What you will do → Where the word "plastic" shows up in the entries below, please copy the whole line.

Provided material section start

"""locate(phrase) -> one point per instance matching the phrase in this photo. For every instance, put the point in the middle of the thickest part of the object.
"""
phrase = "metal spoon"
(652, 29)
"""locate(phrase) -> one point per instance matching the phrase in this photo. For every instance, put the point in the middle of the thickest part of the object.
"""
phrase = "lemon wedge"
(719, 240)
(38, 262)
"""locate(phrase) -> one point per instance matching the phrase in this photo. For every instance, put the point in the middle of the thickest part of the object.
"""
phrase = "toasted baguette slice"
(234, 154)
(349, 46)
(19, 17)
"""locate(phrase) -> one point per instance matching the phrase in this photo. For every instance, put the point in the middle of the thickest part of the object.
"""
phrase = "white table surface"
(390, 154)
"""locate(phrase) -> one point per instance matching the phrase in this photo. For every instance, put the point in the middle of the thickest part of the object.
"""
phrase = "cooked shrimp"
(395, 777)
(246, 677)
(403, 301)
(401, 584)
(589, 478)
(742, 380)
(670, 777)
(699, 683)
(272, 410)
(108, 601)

Provided material section end
Provided material section start

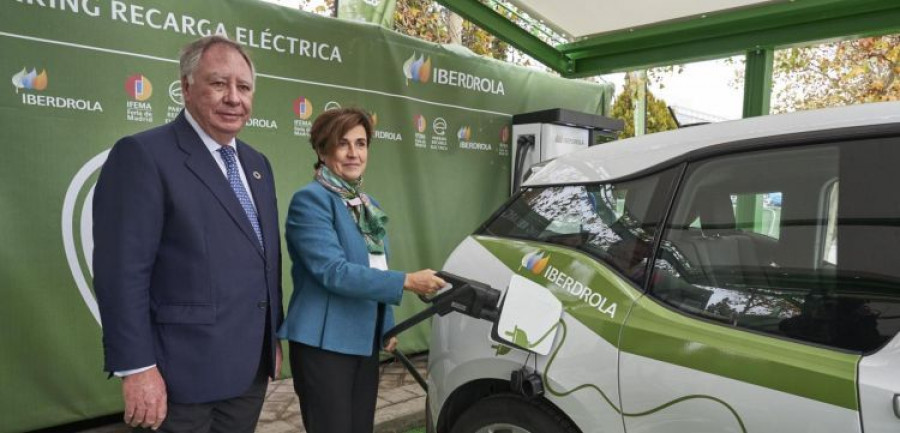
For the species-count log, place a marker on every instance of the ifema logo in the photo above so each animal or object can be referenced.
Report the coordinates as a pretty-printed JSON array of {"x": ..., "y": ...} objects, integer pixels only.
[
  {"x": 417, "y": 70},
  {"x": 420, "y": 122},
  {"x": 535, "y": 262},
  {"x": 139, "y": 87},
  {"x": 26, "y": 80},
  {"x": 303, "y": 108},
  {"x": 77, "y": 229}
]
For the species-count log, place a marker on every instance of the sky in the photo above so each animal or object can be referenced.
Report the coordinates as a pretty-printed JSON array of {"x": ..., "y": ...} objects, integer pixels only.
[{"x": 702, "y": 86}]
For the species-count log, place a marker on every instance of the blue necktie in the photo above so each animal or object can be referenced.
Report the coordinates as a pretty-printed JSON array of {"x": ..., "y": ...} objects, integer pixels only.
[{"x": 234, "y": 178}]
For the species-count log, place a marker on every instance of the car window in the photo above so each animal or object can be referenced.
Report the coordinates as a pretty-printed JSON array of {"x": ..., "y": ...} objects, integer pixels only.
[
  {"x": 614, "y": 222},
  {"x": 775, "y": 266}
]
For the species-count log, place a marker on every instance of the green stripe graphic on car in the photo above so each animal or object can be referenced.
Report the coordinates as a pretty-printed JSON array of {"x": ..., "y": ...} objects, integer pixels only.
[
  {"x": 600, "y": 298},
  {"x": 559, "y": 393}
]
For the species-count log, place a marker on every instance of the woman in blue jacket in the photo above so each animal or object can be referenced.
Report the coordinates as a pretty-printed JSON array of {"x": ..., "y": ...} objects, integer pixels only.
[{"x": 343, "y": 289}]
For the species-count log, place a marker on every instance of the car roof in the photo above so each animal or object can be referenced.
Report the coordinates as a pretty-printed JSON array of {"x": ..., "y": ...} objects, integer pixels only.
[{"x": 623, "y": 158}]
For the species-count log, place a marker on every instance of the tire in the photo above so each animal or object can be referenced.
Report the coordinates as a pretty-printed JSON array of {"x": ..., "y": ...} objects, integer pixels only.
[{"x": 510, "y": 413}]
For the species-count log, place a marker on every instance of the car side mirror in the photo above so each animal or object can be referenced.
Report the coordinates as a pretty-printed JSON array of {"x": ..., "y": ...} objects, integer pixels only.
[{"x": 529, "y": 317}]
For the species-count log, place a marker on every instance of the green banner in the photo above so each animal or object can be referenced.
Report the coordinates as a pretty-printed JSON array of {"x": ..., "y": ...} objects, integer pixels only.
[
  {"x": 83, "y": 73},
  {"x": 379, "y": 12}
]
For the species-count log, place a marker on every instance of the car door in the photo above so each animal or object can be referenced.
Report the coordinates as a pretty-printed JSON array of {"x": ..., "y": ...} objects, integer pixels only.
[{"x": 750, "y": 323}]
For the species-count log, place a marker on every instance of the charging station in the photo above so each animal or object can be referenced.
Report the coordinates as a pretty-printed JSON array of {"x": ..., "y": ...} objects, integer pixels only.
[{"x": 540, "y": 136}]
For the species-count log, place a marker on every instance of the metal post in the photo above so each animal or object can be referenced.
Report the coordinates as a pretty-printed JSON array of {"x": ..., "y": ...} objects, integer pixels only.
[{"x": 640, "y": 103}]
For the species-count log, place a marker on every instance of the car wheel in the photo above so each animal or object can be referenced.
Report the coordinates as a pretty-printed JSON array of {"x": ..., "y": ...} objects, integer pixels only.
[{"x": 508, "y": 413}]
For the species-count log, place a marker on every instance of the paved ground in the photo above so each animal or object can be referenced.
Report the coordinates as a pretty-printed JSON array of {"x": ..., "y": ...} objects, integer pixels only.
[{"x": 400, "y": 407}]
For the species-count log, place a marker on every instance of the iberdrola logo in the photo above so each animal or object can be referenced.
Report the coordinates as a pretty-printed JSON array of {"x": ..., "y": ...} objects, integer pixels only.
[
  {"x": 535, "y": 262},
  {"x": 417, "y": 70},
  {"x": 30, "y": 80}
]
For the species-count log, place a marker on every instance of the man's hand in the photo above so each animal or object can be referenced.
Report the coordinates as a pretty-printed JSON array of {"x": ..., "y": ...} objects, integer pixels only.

Provided material section end
Provided material section start

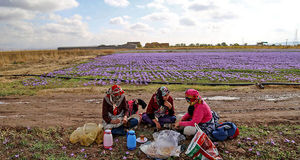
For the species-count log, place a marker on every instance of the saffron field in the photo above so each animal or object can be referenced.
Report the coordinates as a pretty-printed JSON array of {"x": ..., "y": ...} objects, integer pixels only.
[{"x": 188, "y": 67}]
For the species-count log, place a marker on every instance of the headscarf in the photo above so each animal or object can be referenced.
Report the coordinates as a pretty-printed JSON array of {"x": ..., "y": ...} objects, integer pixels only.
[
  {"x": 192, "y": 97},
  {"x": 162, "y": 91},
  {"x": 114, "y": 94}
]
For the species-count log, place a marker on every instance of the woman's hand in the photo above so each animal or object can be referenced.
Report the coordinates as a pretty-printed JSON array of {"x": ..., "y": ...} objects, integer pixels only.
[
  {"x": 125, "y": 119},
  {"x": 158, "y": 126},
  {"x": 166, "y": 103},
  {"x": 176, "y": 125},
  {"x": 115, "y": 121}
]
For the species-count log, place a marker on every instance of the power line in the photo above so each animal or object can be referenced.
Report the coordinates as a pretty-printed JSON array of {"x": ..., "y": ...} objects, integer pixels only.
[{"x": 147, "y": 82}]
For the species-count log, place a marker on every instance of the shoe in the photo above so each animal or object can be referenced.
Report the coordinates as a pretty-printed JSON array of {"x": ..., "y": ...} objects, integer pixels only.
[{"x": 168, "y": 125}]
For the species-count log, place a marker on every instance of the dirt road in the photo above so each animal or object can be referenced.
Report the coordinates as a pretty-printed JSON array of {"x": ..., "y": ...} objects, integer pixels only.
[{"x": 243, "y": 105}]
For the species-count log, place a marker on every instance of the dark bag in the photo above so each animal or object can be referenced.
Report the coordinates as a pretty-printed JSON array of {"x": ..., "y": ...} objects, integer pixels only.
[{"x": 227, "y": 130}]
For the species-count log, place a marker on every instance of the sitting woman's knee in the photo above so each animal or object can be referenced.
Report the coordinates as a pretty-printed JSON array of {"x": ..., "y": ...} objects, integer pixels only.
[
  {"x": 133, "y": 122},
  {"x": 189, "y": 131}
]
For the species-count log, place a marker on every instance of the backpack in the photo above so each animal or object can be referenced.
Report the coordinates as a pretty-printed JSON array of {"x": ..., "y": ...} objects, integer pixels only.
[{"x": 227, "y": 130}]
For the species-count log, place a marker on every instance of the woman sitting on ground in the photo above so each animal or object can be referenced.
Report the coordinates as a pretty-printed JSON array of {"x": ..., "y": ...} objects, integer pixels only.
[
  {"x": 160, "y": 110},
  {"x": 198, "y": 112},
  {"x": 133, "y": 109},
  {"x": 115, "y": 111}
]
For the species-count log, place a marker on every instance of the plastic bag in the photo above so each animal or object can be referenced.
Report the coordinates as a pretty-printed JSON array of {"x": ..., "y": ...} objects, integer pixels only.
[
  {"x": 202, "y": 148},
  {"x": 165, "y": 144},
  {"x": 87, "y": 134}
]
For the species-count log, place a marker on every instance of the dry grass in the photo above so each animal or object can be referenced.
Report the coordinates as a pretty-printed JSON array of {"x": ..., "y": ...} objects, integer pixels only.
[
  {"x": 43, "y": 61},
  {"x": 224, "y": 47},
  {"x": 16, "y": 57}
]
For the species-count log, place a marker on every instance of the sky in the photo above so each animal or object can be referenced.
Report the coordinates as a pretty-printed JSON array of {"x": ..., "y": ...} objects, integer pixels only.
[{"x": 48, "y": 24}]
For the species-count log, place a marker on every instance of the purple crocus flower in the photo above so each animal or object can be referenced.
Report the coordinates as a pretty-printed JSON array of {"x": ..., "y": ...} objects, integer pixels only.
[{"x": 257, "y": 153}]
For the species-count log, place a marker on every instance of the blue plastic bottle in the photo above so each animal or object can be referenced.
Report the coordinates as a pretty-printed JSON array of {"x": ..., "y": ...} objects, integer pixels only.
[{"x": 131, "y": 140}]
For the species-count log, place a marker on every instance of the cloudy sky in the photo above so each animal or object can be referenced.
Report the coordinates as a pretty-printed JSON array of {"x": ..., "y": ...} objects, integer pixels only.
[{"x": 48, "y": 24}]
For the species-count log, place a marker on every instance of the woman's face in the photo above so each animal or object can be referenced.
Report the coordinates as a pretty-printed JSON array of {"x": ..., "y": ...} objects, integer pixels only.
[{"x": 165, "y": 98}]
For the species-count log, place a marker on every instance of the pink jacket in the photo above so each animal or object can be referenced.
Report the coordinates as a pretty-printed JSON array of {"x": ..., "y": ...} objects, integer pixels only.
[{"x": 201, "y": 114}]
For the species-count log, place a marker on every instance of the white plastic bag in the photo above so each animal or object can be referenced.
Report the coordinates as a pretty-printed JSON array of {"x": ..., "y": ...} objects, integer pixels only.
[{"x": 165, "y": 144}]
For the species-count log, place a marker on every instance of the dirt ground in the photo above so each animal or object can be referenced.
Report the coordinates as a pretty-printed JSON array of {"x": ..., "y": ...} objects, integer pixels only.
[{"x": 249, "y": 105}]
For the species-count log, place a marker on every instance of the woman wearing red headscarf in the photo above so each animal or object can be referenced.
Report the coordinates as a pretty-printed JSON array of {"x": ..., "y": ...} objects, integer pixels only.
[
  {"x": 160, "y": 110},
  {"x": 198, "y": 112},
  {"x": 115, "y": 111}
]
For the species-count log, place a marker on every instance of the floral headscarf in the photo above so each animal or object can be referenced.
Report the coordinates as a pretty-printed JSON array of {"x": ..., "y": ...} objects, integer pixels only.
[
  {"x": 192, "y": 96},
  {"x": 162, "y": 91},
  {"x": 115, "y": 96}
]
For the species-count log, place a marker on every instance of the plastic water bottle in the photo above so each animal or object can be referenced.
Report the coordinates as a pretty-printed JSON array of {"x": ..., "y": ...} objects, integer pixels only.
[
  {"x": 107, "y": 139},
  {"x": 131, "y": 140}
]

Provided material section end

Response →
For the species-count log, place a marker on every instance of the plastic bag in the photo above so each animal or object can be referenced.
For the species-count log, place a marker on every instance of the blue plastic bottle in the photo above so each animal or object can be referenced.
For the species-count log, place a marker on every instance of the white plastic bag in the photo above so each animal or object can be referenced.
For the species-count log, place a marker on every instance of the plastic water bottle in the photo above so each animal or object can be referenced.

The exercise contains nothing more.